All lines in the material below that contain "white" should be located and copied.

_Listed records_
***
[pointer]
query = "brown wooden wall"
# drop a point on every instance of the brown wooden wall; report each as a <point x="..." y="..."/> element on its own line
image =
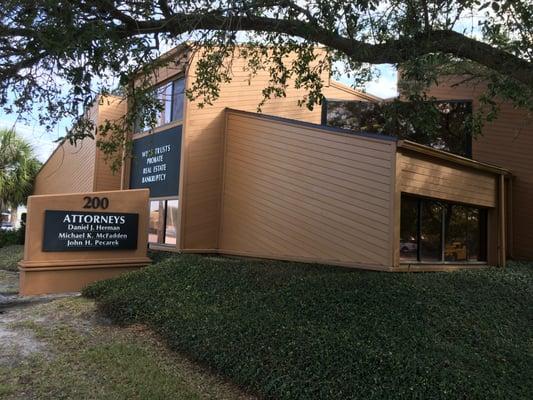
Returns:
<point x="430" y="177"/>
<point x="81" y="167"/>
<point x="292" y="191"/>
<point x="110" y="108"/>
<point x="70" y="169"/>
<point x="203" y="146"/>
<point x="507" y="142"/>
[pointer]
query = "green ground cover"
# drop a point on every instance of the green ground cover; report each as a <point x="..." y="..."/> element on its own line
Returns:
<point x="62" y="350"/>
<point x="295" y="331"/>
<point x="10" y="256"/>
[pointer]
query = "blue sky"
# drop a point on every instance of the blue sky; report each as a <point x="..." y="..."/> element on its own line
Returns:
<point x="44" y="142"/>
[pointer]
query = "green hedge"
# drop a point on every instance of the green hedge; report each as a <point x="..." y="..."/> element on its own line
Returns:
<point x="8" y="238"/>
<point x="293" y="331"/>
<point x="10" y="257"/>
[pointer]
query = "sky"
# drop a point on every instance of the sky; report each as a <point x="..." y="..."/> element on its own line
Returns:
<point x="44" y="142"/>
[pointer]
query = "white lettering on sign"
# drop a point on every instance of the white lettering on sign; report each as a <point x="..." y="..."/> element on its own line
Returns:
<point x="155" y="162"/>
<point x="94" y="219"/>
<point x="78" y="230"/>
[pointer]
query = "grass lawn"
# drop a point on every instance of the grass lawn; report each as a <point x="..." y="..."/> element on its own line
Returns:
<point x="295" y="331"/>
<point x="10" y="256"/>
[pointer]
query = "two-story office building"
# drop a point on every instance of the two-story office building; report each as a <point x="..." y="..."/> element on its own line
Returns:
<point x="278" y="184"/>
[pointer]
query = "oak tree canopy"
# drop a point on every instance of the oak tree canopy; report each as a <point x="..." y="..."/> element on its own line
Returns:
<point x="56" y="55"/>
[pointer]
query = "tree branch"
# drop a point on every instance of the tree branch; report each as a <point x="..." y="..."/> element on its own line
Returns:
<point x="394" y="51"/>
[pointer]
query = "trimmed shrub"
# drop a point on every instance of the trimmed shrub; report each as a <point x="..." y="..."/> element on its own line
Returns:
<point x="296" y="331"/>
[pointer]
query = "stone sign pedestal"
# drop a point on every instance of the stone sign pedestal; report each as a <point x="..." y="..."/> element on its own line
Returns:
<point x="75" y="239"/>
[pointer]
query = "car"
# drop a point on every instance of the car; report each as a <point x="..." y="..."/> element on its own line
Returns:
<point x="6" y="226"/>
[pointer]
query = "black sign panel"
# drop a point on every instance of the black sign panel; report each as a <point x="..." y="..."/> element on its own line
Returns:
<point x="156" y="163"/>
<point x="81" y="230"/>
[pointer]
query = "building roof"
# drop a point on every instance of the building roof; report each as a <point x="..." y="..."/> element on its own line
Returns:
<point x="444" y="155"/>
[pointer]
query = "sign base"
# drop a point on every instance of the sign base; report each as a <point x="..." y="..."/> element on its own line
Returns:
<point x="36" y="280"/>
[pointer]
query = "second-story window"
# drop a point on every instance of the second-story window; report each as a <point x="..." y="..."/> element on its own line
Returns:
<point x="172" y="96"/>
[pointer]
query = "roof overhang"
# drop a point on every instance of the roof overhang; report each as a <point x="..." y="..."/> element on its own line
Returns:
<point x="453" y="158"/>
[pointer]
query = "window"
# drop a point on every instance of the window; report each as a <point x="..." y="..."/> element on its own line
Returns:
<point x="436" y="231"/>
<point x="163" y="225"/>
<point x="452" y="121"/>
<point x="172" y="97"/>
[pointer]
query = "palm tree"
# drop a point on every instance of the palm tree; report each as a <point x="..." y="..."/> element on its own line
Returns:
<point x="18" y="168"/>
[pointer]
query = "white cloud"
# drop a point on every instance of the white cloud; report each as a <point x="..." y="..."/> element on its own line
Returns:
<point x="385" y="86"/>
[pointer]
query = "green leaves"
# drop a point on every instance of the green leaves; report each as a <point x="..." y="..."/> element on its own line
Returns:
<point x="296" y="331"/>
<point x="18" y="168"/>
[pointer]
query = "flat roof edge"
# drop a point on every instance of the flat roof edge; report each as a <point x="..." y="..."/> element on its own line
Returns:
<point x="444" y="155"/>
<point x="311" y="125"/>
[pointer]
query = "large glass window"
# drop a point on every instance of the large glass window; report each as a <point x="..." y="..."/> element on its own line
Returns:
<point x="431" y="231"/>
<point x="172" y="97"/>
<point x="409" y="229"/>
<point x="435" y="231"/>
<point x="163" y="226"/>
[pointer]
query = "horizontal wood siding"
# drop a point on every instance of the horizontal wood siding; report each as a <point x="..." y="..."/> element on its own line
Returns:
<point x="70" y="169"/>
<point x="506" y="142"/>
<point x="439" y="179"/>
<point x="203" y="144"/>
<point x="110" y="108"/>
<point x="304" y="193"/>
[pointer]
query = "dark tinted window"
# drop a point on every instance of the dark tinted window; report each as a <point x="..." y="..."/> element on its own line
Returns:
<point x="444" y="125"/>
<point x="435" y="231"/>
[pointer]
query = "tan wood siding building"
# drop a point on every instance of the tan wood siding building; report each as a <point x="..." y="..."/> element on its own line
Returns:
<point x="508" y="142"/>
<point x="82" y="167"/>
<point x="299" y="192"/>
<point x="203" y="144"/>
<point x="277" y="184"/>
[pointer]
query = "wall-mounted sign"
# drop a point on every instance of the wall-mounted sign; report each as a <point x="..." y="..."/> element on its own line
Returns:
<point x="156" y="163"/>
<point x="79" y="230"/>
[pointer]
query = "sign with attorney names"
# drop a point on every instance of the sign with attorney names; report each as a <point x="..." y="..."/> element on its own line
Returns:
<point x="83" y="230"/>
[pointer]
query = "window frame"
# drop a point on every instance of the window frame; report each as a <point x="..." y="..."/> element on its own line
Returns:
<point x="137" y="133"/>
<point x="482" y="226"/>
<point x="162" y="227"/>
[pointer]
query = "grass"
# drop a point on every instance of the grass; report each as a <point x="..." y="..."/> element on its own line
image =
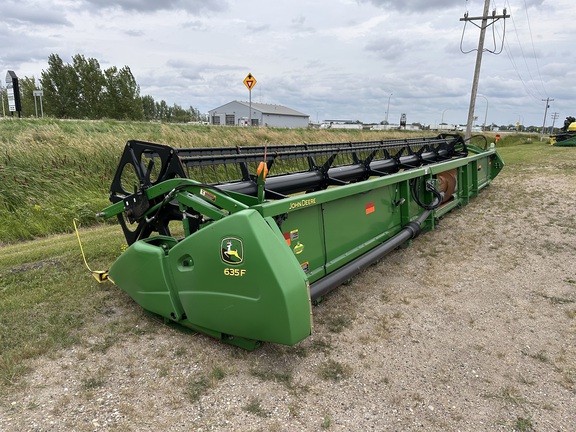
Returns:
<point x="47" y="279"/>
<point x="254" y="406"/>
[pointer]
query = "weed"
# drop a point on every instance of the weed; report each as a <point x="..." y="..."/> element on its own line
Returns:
***
_Output_
query = "white lettering on sign"
# drop a point on every instance of the white lettering on sign; report each as a <point x="..." y="..."/> element on its own line
query = "white cloud"
# drop a point on every instance of the white cloud; report each as a <point x="..." y="..."/> element on its own line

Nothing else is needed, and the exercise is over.